Supplied text –
○ ○ ○ ○ ○ ○ ○

Release Date: May 08, 2024

For the complete transcript of the earnings call, please refer to the full earnings call transcript.

Positive Points

  • Robust net sales growth, margin expansion, and free cash flow generation highlighted a strong start to the year.

  • Successful execution of MVX framework and continuous improvement culture, leading to a $1.6 million year-over-year adjusted EBITDA improvement.

  • Significant opportunities identified for further plant utilization and operating leverage improvements.

  • Strong strategic execution with a multiyear demand outlook, maintaining confidence in achieving future revenue and EBITDA margin targets.

  • Effective capital allocation strategy focusing on debt reduction and opportunistic share repurchases, enhancing financial stability.

Negative Points

  • Commercial vehicle market revenue decreased by 0.3% year-over-year due to softening demand.

  • Anticipated decline in Class 8 vehicle production by 10.4% year-over-year in 2024, indicating potential challenges in the commercial vehicle segment.

  • Increased interest expenses due to higher rates and borrowings, impacting financial costs.

○ ○ ○ ○ ○ ○ ○

Provided data –
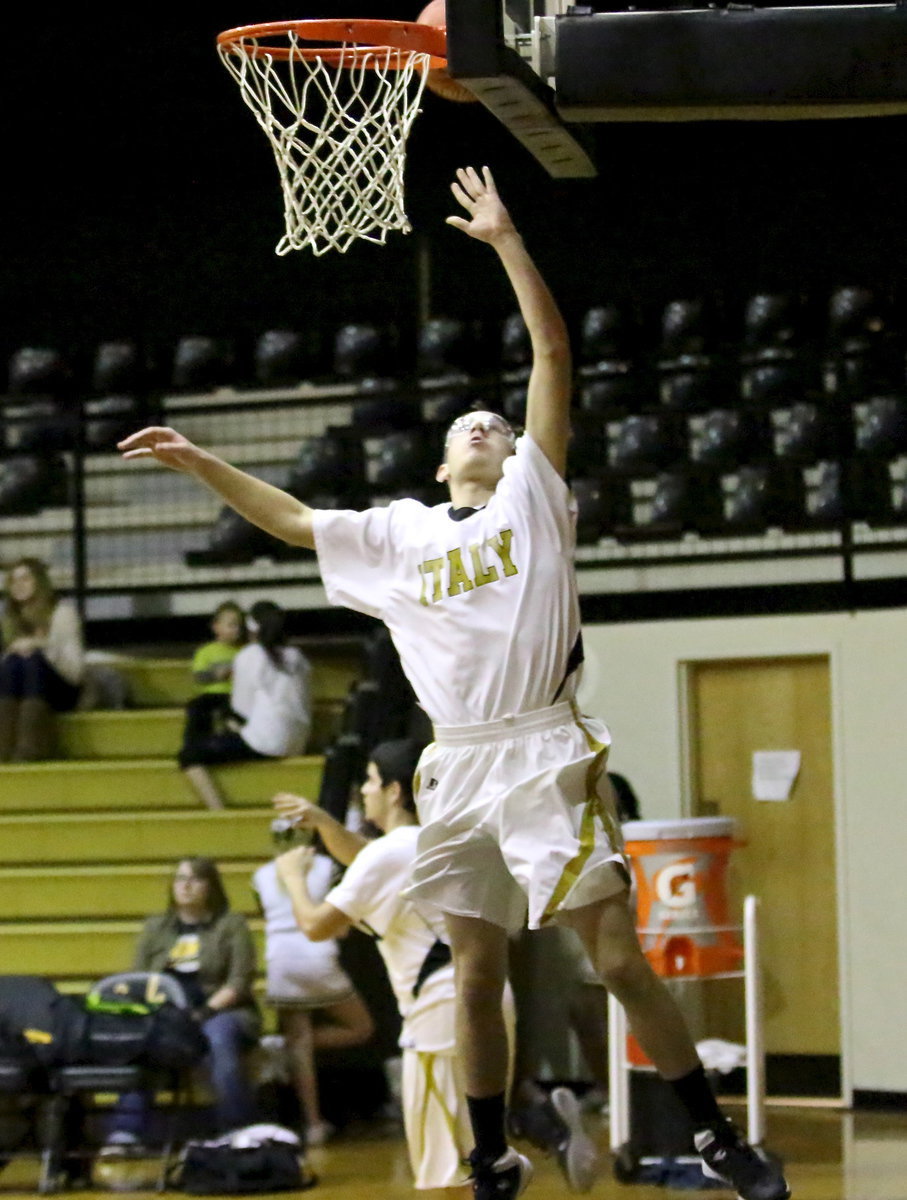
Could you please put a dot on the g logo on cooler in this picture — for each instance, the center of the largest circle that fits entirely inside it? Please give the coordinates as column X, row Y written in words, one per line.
column 676, row 885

○ ○ ○ ○ ○ ○ ○

Aim of the task – List every point that the earnings call summary places under "Positive Points."

Written answer –
- Robust net sales growth, margin expansion, and free cash flow generation highlighted a strong start to the year.
- Successful execution of MVX framework and continuous improvement culture, leading to a $1.6 million year-over-year adjusted EBITDA improvement.
- Significant opportunities identified for further plant utilization and operating leverage improvements.
- Strong strategic execution with a multiyear demand outlook, maintaining confidence in achieving future revenue and EBITDA margin targets.
- Effective capital allocation strategy focusing on debt reduction and opportunistic share repurchases, enhancing financial stability.